======== RECORDS PROVIDED

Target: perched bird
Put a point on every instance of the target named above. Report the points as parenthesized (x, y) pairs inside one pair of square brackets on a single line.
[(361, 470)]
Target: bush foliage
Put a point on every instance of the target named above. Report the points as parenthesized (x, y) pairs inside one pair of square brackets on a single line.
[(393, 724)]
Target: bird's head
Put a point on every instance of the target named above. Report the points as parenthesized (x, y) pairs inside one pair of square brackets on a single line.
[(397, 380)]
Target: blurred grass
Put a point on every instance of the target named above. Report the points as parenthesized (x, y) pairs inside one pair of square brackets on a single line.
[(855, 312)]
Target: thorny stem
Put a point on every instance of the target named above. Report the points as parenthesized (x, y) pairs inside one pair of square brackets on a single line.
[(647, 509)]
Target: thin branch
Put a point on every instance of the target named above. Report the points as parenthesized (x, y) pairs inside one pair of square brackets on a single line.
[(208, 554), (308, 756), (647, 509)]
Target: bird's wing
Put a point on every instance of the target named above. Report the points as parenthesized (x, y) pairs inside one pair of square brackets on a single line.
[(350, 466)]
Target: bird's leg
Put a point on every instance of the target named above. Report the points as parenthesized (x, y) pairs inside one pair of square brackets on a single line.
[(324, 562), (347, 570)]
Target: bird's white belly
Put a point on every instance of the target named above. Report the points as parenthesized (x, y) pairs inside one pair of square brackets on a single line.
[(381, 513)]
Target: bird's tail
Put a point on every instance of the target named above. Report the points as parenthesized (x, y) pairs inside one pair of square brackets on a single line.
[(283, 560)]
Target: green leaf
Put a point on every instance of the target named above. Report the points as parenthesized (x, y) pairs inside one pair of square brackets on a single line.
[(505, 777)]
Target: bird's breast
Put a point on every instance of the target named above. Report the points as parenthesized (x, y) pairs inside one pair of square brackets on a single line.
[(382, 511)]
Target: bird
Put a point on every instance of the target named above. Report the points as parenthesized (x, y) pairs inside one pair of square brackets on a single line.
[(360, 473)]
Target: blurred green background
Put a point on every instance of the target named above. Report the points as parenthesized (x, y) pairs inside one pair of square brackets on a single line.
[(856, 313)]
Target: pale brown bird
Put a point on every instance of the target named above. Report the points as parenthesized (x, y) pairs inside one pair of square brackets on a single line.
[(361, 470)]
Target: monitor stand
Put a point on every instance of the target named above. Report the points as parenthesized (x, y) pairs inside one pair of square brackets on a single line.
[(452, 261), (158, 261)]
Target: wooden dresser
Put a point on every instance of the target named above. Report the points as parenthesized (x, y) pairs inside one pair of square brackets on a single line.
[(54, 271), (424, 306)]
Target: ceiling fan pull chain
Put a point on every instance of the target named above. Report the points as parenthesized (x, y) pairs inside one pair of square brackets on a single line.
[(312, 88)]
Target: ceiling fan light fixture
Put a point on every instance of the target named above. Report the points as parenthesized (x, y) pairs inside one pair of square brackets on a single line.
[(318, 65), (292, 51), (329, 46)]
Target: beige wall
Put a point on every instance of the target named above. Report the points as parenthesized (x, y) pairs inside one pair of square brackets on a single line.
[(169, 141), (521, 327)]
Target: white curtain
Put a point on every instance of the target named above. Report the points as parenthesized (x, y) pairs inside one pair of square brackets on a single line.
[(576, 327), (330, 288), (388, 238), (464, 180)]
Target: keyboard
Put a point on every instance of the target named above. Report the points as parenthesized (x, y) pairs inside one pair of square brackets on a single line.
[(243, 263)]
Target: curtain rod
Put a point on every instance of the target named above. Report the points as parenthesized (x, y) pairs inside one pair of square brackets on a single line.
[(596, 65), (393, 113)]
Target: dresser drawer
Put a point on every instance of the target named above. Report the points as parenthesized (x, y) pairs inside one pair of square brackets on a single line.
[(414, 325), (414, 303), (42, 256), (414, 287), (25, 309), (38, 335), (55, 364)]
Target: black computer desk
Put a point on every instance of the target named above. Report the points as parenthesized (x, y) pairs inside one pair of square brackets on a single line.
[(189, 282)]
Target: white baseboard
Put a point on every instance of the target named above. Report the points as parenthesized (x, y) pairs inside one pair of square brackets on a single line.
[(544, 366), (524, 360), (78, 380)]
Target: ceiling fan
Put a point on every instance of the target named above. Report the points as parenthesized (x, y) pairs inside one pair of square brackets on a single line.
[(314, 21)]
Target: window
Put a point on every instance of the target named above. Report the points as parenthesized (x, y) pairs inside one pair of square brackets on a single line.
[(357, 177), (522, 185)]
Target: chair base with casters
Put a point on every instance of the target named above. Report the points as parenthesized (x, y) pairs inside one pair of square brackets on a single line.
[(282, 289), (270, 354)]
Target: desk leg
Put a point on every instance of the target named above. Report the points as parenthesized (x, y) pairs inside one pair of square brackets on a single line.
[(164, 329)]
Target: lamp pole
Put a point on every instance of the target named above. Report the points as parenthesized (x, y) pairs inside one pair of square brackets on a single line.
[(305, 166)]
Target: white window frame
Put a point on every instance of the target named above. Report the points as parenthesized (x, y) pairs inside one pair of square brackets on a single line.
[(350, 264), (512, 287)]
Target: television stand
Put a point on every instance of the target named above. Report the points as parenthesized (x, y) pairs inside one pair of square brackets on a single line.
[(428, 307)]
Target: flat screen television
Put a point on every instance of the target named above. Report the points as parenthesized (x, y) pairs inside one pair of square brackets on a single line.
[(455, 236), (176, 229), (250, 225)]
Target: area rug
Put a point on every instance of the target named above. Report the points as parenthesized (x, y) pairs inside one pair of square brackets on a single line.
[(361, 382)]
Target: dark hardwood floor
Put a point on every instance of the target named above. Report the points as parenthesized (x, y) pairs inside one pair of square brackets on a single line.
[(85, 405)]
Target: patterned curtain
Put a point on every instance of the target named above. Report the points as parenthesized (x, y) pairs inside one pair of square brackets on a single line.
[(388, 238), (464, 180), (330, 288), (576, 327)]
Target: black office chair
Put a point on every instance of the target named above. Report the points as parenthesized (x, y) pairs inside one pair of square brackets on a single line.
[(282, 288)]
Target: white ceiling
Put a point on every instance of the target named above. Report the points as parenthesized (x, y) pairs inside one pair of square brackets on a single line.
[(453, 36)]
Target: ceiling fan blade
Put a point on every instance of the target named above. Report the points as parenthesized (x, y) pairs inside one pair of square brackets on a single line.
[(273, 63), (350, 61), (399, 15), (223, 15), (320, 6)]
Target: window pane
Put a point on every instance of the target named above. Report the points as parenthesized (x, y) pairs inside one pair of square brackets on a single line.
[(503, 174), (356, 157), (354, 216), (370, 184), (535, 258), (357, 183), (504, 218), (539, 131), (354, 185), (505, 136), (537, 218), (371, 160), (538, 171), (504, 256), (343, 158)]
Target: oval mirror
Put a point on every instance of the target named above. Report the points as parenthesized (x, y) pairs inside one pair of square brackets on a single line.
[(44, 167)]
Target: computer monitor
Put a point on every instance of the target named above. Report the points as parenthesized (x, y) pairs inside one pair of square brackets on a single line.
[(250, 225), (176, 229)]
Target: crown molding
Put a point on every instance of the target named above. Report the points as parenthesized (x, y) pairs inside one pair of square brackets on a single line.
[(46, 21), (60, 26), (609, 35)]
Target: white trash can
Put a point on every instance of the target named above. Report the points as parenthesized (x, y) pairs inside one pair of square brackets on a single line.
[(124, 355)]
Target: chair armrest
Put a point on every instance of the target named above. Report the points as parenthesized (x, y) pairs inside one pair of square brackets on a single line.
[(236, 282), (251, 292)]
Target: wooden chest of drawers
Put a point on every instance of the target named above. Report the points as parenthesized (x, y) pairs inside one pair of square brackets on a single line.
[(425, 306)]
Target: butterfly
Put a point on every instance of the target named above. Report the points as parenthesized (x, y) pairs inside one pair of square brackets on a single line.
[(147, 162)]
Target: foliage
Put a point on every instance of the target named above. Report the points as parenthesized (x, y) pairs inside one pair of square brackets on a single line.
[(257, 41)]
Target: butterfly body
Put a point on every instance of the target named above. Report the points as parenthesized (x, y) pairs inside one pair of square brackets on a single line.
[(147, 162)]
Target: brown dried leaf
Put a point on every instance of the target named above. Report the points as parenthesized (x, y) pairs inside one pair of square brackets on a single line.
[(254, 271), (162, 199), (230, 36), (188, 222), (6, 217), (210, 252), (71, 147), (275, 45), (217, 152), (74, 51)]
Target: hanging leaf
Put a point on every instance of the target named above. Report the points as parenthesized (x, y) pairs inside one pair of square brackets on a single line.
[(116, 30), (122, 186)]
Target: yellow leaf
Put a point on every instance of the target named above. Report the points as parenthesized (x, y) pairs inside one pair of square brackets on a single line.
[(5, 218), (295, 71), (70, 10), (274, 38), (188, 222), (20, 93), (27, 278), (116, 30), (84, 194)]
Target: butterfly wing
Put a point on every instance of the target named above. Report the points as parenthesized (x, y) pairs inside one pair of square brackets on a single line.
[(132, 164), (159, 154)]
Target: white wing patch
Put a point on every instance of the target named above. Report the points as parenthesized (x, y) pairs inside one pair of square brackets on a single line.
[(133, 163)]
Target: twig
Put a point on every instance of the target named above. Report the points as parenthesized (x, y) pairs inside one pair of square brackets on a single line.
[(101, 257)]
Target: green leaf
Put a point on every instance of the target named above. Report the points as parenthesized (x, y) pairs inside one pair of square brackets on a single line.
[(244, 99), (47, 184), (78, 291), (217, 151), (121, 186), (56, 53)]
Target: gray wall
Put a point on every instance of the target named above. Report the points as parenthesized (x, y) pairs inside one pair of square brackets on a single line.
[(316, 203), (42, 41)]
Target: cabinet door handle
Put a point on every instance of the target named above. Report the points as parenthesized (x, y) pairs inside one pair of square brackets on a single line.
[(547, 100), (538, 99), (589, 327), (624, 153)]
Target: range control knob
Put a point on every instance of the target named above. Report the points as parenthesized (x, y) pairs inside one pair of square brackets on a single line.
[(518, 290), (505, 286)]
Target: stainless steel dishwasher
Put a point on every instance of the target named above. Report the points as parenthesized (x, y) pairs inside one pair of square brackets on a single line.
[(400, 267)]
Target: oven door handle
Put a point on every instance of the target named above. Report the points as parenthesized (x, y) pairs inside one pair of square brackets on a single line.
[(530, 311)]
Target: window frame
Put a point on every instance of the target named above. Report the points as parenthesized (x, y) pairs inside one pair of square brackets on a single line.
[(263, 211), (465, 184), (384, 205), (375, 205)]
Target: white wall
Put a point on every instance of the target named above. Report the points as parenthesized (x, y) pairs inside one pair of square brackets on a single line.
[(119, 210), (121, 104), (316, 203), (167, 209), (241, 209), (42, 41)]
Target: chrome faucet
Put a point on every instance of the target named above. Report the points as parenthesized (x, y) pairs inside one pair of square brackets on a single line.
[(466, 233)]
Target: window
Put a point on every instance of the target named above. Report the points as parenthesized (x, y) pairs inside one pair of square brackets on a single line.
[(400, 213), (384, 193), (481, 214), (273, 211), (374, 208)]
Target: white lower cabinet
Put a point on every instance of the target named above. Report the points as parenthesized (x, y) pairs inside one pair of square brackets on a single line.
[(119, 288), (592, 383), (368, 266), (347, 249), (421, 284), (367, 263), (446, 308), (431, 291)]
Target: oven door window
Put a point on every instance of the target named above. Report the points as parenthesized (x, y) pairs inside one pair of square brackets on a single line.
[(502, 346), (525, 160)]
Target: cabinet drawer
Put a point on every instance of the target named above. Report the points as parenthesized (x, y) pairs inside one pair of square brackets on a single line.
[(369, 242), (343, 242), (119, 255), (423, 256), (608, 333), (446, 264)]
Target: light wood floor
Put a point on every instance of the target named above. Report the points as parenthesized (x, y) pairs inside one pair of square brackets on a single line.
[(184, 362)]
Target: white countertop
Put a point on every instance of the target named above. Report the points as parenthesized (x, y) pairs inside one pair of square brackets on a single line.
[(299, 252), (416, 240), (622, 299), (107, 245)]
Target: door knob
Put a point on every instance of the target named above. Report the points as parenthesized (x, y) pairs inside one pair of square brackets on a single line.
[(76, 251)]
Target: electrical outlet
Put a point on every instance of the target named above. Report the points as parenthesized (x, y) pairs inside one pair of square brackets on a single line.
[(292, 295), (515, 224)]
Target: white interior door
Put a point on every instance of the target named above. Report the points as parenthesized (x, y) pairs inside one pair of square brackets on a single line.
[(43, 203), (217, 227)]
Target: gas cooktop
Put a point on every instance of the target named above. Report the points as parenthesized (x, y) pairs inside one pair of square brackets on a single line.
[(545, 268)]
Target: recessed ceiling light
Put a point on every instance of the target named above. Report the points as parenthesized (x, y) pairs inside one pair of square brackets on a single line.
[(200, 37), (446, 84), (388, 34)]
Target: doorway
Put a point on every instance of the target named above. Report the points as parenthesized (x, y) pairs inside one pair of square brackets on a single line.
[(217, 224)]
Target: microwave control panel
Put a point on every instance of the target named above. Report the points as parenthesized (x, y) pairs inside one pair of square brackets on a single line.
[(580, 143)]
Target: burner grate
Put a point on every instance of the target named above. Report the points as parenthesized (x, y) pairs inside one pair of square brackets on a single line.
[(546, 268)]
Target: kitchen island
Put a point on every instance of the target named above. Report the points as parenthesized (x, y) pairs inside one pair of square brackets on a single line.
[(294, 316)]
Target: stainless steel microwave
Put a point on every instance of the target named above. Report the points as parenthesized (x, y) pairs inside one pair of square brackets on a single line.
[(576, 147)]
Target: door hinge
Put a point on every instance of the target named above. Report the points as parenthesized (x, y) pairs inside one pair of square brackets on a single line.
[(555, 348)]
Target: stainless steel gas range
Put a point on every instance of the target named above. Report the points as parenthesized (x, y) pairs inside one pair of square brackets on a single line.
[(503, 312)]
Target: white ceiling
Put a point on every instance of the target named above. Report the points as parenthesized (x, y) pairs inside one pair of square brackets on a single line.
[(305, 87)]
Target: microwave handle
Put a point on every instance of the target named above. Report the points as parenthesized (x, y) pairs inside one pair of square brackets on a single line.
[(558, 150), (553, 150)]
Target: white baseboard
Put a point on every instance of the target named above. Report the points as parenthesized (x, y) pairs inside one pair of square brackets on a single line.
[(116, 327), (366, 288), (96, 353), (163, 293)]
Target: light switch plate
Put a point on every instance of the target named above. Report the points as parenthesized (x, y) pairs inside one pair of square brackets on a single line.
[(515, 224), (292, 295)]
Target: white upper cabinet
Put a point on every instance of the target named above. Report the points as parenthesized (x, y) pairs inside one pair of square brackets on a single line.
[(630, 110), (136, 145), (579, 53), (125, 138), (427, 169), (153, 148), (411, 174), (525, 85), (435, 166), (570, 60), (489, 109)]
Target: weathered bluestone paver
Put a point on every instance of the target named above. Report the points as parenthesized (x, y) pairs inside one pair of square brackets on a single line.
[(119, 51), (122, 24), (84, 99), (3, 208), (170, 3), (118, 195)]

================

• WHAT NEEDS TO BE DONE
Your task is to gather all lines from the entries above that hold the word "bird".

• THE ANSWER
Target: perched bird
Target: bird's head
Target: bird's wing
Target: bird's leg
Target: bird's white belly
Target: bird's tail
Target: bird's breast
Target: bird
Target: pale brown bird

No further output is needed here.